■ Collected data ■
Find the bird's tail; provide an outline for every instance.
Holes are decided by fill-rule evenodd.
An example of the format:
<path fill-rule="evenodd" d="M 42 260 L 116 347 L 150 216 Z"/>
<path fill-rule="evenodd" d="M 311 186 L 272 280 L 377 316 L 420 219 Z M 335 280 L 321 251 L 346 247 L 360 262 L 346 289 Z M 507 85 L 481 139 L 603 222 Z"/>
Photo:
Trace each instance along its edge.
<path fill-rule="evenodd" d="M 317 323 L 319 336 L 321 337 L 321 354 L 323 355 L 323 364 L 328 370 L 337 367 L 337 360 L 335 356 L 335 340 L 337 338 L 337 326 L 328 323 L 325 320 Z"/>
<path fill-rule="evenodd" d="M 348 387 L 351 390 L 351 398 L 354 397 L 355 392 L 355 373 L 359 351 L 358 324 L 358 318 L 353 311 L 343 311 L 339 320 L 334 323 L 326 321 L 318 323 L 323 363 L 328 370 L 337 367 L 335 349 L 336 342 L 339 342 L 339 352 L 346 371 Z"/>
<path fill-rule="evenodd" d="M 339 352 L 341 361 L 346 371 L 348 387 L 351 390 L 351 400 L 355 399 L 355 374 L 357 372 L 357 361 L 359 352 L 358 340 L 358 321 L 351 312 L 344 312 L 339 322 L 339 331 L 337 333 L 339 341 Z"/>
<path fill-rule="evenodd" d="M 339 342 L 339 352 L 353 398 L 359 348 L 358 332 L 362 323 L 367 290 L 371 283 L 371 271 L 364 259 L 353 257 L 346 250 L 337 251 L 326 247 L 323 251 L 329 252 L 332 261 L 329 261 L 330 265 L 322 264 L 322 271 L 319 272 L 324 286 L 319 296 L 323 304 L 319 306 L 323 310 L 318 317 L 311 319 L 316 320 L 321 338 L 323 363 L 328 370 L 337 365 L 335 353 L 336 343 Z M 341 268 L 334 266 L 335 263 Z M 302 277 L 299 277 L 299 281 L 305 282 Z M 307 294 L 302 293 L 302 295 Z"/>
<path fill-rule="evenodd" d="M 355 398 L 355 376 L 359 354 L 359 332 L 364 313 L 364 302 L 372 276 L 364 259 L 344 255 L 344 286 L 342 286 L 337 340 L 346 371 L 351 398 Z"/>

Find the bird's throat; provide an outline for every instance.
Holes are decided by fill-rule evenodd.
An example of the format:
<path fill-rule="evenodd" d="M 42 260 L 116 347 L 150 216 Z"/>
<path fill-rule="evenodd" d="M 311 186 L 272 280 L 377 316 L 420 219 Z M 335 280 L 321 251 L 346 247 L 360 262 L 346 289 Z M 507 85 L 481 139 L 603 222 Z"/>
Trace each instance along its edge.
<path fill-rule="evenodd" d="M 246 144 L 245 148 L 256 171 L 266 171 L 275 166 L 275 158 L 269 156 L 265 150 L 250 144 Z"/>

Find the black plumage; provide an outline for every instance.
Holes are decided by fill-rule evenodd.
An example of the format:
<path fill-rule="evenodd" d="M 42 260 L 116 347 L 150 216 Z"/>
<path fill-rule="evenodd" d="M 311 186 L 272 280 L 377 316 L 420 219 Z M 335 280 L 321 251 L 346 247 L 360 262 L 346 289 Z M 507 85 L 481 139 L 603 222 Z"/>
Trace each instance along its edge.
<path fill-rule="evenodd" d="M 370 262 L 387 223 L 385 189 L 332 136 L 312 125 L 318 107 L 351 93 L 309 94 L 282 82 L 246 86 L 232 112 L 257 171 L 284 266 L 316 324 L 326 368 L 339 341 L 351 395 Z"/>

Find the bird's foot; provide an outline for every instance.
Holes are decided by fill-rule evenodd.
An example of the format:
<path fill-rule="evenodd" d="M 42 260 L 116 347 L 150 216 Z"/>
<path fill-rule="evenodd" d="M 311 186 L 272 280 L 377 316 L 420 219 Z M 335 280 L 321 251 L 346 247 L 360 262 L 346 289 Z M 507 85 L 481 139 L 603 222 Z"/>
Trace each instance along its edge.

■ YOUR ASSIGNMENT ■
Copy every entry exactly. Leave nothing out.

■ SOLUTION TO THE PROBLEM ■
Find the bird's tail; provide an outline for every instance.
Holes are decided by fill-rule evenodd.
An example of the format:
<path fill-rule="evenodd" d="M 42 260 L 116 347 L 150 216 Z"/>
<path fill-rule="evenodd" d="M 311 186 L 272 280 L 377 316 L 420 219 Z M 335 280 L 321 251 L 346 247 L 360 262 L 346 289 Z M 507 85 L 481 139 L 603 222 Z"/>
Photo:
Trace each instance along its edge.
<path fill-rule="evenodd" d="M 317 323 L 319 336 L 321 337 L 321 354 L 323 355 L 323 364 L 328 370 L 337 367 L 337 360 L 335 356 L 335 340 L 337 338 L 337 326 L 328 323 L 325 320 Z"/>
<path fill-rule="evenodd" d="M 348 387 L 351 390 L 351 398 L 354 397 L 355 392 L 355 373 L 359 351 L 358 324 L 358 318 L 353 311 L 343 311 L 339 320 L 334 323 L 326 321 L 318 323 L 323 363 L 328 370 L 337 367 L 335 349 L 336 342 L 339 342 L 339 352 L 346 371 Z"/>
<path fill-rule="evenodd" d="M 339 352 L 341 361 L 346 371 L 348 387 L 351 390 L 351 400 L 355 399 L 355 374 L 357 372 L 357 361 L 359 352 L 358 340 L 358 321 L 351 312 L 344 312 L 339 322 L 339 331 L 337 333 L 339 341 Z"/>
<path fill-rule="evenodd" d="M 339 342 L 339 352 L 353 398 L 359 348 L 358 332 L 362 323 L 367 290 L 371 283 L 371 271 L 364 259 L 353 257 L 346 250 L 337 251 L 326 247 L 323 251 L 329 252 L 332 261 L 329 261 L 330 265 L 322 264 L 322 271 L 319 272 L 324 286 L 319 296 L 323 304 L 319 306 L 323 310 L 318 317 L 311 319 L 316 320 L 321 338 L 323 363 L 328 370 L 337 365 L 335 353 L 336 343 Z M 341 268 L 334 266 L 335 263 Z M 302 277 L 299 277 L 299 281 L 305 282 Z M 307 294 L 302 293 L 302 295 Z"/>
<path fill-rule="evenodd" d="M 355 398 L 355 376 L 359 354 L 359 332 L 364 313 L 364 302 L 372 276 L 364 259 L 344 255 L 344 286 L 342 286 L 337 340 L 346 371 L 351 398 Z"/>

Find the bird's throat; provide an outline for every instance.
Holes are decided by fill-rule evenodd.
An example of the format:
<path fill-rule="evenodd" d="M 42 260 L 116 347 L 150 216 Z"/>
<path fill-rule="evenodd" d="M 311 186 L 272 280 L 377 316 L 420 219 Z M 335 280 L 321 251 L 346 247 L 360 262 L 346 289 Z M 507 85 L 481 139 L 603 222 Z"/>
Trace each instance along its edge.
<path fill-rule="evenodd" d="M 246 144 L 245 148 L 256 171 L 266 171 L 275 166 L 275 158 L 269 156 L 265 150 L 250 144 Z"/>

Find the black plumage; provide an outline for every instance.
Holes are decided by fill-rule evenodd.
An example of the format:
<path fill-rule="evenodd" d="M 42 260 L 116 347 L 150 216 Z"/>
<path fill-rule="evenodd" d="M 311 186 L 272 280 L 377 316 L 420 219 Z M 335 280 L 321 251 L 346 247 L 360 262 L 346 289 Z M 507 85 L 481 139 L 603 222 Z"/>
Trace each instance along its edge.
<path fill-rule="evenodd" d="M 370 262 L 387 223 L 385 189 L 332 136 L 312 125 L 318 107 L 351 93 L 309 94 L 282 82 L 246 86 L 232 112 L 257 171 L 284 266 L 316 324 L 326 368 L 339 341 L 351 395 Z"/>

Find the bird's foot; provide an outline for every instance.
Holes are decided by fill-rule evenodd.
An example of the format:
<path fill-rule="evenodd" d="M 42 260 L 116 347 L 150 216 Z"/>
<path fill-rule="evenodd" d="M 311 186 L 272 280 L 377 316 L 420 219 Z M 335 280 L 321 251 L 346 247 L 360 262 L 346 289 Z M 507 85 L 481 139 L 603 222 Z"/>
Trace each instance along its edge.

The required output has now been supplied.